**INSTRUCTIONS FOR THE TASK:** Copy each line of the records that contains the word "below".

**PROVIDED INFORMATION:**
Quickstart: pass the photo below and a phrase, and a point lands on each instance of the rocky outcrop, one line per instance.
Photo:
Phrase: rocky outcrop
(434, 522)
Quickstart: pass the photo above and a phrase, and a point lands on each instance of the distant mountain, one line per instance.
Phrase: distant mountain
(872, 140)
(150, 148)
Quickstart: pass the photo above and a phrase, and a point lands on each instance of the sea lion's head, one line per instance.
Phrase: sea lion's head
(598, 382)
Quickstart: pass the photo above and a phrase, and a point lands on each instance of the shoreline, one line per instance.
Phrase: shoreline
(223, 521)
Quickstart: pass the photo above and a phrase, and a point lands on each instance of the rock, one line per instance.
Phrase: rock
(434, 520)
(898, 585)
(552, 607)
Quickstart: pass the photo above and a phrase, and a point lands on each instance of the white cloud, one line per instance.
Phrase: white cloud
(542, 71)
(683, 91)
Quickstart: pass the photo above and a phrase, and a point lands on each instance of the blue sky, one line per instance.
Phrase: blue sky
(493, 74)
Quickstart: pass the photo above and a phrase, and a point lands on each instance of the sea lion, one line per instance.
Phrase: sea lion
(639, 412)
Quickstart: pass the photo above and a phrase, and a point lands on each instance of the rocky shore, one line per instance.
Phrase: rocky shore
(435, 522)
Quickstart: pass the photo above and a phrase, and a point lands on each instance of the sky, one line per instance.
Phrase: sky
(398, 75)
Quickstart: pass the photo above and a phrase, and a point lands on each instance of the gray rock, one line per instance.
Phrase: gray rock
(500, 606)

...

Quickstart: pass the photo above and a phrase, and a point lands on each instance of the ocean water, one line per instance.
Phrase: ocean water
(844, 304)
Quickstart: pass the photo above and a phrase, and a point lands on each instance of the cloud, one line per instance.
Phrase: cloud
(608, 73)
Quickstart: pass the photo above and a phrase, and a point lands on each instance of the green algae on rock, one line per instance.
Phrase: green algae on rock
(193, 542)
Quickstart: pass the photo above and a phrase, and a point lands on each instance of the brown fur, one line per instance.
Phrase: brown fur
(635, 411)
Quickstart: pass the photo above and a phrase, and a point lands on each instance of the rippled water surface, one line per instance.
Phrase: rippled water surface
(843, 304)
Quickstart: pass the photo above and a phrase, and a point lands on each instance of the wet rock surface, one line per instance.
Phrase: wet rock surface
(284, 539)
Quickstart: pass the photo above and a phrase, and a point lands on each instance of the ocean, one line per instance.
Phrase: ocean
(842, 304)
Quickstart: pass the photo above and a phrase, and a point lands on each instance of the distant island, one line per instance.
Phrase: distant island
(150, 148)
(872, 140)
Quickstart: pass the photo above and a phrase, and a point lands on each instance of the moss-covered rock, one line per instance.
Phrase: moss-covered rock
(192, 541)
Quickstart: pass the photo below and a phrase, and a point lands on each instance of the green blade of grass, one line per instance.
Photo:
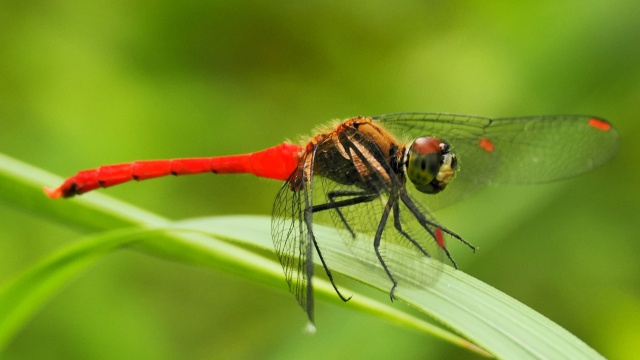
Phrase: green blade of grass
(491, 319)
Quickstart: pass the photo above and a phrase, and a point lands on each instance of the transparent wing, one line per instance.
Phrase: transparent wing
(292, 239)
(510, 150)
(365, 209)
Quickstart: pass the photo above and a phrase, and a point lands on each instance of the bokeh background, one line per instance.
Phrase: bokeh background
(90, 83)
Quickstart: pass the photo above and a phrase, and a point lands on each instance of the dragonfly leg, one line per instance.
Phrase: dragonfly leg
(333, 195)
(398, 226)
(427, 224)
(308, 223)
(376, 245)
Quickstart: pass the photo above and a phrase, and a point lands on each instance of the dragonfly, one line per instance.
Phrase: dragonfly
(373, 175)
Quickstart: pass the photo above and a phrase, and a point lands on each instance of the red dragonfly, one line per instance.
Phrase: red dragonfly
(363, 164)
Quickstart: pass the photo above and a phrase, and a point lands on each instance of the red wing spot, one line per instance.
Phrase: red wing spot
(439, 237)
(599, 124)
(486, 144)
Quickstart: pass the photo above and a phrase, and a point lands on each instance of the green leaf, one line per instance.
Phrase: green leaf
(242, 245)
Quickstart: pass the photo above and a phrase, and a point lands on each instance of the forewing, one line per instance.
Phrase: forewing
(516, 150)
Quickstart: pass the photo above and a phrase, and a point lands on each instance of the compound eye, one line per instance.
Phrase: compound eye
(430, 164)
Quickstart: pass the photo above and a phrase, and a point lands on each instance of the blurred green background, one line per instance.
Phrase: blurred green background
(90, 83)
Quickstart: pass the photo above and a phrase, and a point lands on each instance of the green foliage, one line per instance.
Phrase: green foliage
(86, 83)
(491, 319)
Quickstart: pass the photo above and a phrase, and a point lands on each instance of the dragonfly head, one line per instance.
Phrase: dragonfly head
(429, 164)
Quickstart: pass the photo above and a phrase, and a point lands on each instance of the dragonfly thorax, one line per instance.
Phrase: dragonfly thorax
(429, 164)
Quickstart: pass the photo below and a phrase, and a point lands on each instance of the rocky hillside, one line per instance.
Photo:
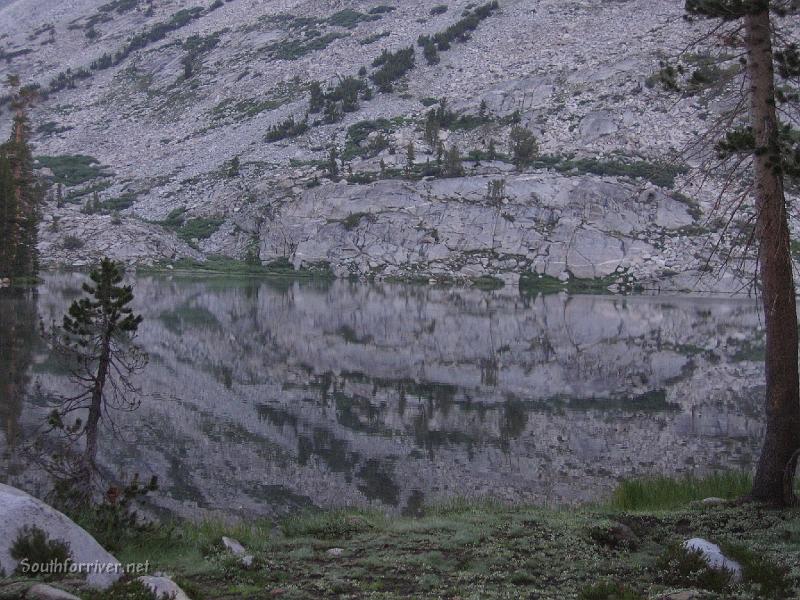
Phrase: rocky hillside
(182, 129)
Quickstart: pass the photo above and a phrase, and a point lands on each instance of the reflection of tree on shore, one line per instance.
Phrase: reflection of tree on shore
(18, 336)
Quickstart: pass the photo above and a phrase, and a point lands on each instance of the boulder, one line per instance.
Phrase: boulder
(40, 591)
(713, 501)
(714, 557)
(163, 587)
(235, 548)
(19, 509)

**EXERCISE ANSWER:**
Quickstart: pass the photo below and a phrase, and a point lands on each instance of the rocky outcrop, one line per instance.
Quickstart: pass the photo below and a phrase, and a point lands on each instance of the green blade of grass, one line per instance.
Quickstart: pass the photo below and a phrase, and a point lands on each instance of the rocky hillside, one line per instance.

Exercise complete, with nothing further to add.